## Exercise description
Copy out the line containing "For every instance of the white" and each line after it, through the last one in the material, exactly as written.

-- start Records shown --

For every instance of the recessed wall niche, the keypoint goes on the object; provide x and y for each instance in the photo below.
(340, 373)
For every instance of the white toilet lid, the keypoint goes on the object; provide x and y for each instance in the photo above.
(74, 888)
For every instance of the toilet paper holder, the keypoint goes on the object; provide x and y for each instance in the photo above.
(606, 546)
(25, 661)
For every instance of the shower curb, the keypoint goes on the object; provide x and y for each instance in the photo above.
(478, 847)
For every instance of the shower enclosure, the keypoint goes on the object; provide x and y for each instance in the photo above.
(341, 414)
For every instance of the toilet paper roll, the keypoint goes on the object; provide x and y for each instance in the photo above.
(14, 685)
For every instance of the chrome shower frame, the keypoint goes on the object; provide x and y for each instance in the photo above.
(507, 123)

-- end Records shown --

## Solution to the exercise
For every instance of the white toilet lid, the keypoint goes on the object; provide x and y for each instance in the photo above.
(74, 888)
For every instance of the toilet paper holder, the keypoint goes on the object; provide x and y for each instance in the photo above.
(606, 546)
(25, 661)
For every instance of the shower curb, the keypoint goes on the object; provide x and y for each instance in the photo above.
(478, 847)
For every instance of the shower enclosure, the keypoint goes on the object; provide x and y for each instance in the photo above.
(341, 414)
For every instance of the toilet paper roll, the keypoint goes on the object; provide x and y for each instance in the photo above.
(14, 685)
For every instance of the chrome shower frame, the keypoint goes on the object; provide x and y for each instance in the photo above.
(507, 123)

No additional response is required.